— Start of Data listing —
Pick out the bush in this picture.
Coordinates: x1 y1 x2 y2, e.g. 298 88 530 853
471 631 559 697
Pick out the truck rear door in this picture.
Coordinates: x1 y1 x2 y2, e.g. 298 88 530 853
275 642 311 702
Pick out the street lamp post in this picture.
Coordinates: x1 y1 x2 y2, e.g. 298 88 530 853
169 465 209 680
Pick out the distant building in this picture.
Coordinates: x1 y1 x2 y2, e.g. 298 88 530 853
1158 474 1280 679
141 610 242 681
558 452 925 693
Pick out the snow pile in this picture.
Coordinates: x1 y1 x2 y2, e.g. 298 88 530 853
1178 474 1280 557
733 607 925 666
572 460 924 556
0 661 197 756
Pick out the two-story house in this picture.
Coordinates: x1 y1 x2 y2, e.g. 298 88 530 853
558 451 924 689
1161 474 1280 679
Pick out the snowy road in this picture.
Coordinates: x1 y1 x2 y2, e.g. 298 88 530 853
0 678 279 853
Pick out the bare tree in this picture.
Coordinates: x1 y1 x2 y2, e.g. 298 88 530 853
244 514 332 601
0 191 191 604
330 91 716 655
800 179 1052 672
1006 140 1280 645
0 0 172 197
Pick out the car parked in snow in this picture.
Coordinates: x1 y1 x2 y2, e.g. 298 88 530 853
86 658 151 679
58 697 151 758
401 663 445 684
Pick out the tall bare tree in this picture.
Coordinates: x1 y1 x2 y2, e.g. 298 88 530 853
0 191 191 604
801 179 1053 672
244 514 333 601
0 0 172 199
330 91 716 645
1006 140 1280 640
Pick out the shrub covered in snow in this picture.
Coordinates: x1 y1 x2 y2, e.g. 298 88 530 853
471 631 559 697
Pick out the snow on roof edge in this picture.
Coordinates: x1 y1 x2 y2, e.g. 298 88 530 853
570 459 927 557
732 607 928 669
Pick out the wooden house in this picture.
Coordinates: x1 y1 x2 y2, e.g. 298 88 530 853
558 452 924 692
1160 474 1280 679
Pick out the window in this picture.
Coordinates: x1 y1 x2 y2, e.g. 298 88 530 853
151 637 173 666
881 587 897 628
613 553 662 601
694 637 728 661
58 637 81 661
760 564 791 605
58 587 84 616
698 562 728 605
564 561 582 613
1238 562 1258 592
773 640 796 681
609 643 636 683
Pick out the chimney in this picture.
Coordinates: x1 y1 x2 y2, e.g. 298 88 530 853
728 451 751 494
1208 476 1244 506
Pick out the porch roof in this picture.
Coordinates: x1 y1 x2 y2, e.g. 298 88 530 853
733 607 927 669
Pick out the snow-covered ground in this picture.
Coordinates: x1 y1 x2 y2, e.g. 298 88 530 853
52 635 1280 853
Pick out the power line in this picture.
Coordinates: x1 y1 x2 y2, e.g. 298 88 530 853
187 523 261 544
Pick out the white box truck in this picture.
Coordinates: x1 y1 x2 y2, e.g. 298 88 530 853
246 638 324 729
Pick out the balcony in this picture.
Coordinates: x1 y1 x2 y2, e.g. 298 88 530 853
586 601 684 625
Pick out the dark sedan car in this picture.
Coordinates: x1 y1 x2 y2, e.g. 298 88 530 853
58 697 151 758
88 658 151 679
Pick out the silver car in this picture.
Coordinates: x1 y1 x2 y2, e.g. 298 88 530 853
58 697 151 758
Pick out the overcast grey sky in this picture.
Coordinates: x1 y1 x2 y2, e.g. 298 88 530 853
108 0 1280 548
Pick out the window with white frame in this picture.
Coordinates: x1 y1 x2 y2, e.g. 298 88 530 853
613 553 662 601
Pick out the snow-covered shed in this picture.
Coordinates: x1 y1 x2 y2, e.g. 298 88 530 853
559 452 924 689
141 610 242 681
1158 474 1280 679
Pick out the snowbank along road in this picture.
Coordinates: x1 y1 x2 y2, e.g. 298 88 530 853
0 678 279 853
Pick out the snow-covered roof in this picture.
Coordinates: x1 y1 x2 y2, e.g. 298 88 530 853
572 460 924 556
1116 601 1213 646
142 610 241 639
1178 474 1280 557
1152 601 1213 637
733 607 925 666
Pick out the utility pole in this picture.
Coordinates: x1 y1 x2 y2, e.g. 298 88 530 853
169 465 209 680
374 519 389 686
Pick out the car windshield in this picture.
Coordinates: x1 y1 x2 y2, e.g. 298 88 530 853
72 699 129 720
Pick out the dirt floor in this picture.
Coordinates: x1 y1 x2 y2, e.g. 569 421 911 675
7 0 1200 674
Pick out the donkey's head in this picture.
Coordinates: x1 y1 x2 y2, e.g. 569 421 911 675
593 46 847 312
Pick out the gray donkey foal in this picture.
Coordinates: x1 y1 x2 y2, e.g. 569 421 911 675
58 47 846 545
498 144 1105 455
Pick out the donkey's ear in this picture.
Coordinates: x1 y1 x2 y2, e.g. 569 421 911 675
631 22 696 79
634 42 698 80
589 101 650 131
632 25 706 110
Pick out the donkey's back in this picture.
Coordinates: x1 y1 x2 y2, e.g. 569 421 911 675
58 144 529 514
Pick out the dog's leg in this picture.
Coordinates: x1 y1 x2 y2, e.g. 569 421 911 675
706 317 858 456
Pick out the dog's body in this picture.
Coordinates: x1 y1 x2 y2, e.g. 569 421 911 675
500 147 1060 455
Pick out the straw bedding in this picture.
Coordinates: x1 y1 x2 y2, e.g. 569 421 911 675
— End of Data listing —
Give the listing again with "Locate" substituted for every "Pick out", leaving everything else unchanged.

■ **Exercise answer**:
Locate the bush in this picture.
Coordinates: x1 y1 x2 y2, e.g. 298 88 530 853
471 631 559 697
Locate the truck rear door in this picture.
Coordinates: x1 y1 x2 y2, e.g. 298 88 530 853
275 642 311 702
Locate the street lamp post in this picture.
Coordinates: x1 y1 x2 y2, e.g. 298 88 530 853
169 465 209 680
Locate the distant building in this picture.
Coordinates: x1 y1 x2 y2, e.g. 298 88 530 853
1158 474 1280 679
141 610 242 681
558 452 925 693
Locate the snow pile in this picture.
Coordinates: x1 y1 x2 y2, e.g. 298 88 530 853
1178 474 1280 557
733 607 925 666
572 460 924 556
0 661 197 756
Locate the two-story house in this picture.
Coordinates: x1 y1 x2 y2, e.g. 298 88 530 853
558 451 924 689
1161 474 1280 679
Locate the snowy road in this picture.
Coordinates: x1 y1 x2 y2, e.g. 298 88 530 853
0 678 279 853
Locate the bare tree in this picture.
Coordinates: x1 y1 x2 y2, e.g. 298 88 530 853
244 514 332 601
0 191 191 604
330 91 716 655
800 179 1052 672
1006 140 1280 645
0 0 172 197
Locate the car parked in snow in this picture.
Coordinates: x1 y1 x2 y2, e.g. 298 88 530 853
86 658 151 679
58 697 151 758
401 663 445 684
Locate the tall bare tree in this picture.
Coordinates: x1 y1 x2 y2, e.g. 298 88 530 853
0 191 191 604
801 179 1053 672
244 514 333 601
0 0 172 199
330 91 716 645
1006 140 1280 640
Locate the shrub covered in snow in this picture.
Coordinates: x1 y1 x2 y2, e.g. 298 88 530 853
471 631 559 697
Locate the snow on roof edge in this picture.
Coordinates: x1 y1 x2 y2, e.g. 298 88 530 853
570 459 927 557
732 607 928 669
Locate the wooden house in this picture.
Coordinates: x1 y1 x2 y2, e.g. 298 88 530 853
558 452 924 692
1160 474 1280 679
Locate the window in this picture.
Coordinates: x1 y1 x2 y2, e.g. 298 88 530 853
151 637 173 666
881 587 897 628
613 553 662 601
694 637 728 661
58 637 81 661
760 564 791 605
58 587 84 616
698 562 728 605
564 561 582 613
1238 562 1258 592
773 640 796 681
609 643 636 683
Locate the chimney in this picture.
Coordinates: x1 y1 x2 y2, e.g. 298 88 530 853
728 451 751 494
1208 476 1244 506
Locate the porch roof in this picture.
Coordinates: x1 y1 x2 y2, e.g. 298 88 530 853
733 607 927 669
Locate the snow-covered ground in this picture.
Coordinates: x1 y1 x2 y2, e.g. 298 88 530 853
52 635 1280 853
Locate the power line in this picture.
Coordinates: x1 y1 x2 y2, e.g. 298 88 530 853
187 523 261 544
Locate the white box truck in this picture.
Coordinates: x1 y1 x2 y2, e.g. 298 88 530 853
246 638 324 729
Locate the balcony in this picture.
Coordinates: x1 y1 x2 y2, e.g. 298 88 530 853
586 601 684 625
Locate the dark sedan car in this picture.
Coordinates: x1 y1 x2 y2, e.g. 298 88 530 853
58 697 151 758
88 658 151 679
Locate the silver car in this picture.
Coordinates: x1 y1 x2 y2, e.g. 298 88 530 853
58 697 151 758
Locate the overcast grey sky in this picture.
Coordinates: x1 y1 x2 y2, e.g. 298 88 530 853
108 0 1280 548
Locate the window with white frame in this picture.
Coordinates: x1 y1 x2 y2, e.g. 298 88 530 853
613 553 662 601
Locate the snow-covered shed in this picture.
Coordinates: x1 y1 x2 y2, e.g. 298 88 530 853
559 452 924 689
141 610 242 681
1158 474 1280 679
Locate the snowbank along road in this picture.
Coordinates: x1 y1 x2 y2, e.g. 298 88 530 853
0 678 279 853
Locate the snow-covered roof in this picture.
Coordinates: x1 y1 x2 y2, e.g. 298 88 530 853
572 460 924 556
1116 601 1213 646
142 610 241 639
1178 474 1280 557
1152 601 1213 637
733 607 925 666
Locate the utility pole in this picture.
Coordinates: x1 y1 x2 y2, e.g. 298 88 530 853
169 465 209 680
374 519 389 686
Locate the car windshield in this picture.
Coordinates: x1 y1 x2 y2, e.g. 298 88 530 853
72 699 129 720
Locate the dirt floor in this picture.
Coordinates: x1 y1 x2 y2, e.g. 569 421 911 675
7 0 1200 674
Locate the donkey's head in this picture.
Coordinates: x1 y1 x2 y2, e.g. 569 421 911 675
593 46 847 312
Locate the gray donkey foal in this picture.
Coordinates: x1 y1 x2 y2, e.g. 569 421 911 675
58 47 846 545
498 144 1105 455
Locate the donkey's ear in this picture.
Coordinates: x1 y1 x2 y2, e.g. 569 421 911 675
631 22 696 79
634 42 698 80
589 101 650 131
632 25 706 110
Locate the donkey's back in this picture.
Coordinates: x1 y1 x2 y2, e.g. 569 421 911 675
58 144 529 514
Locate the dog's leg in this picture.
Coordinates: x1 y1 x2 y2, e.g. 569 421 911 675
706 317 858 456
Locate the dog's body in this picture.
Coordinates: x1 y1 x2 y2, e.g. 569 421 911 675
500 147 1060 455
Locate the straw bedding in this picture.
Coordinates: x1 y1 x2 y2, e.g. 569 421 911 675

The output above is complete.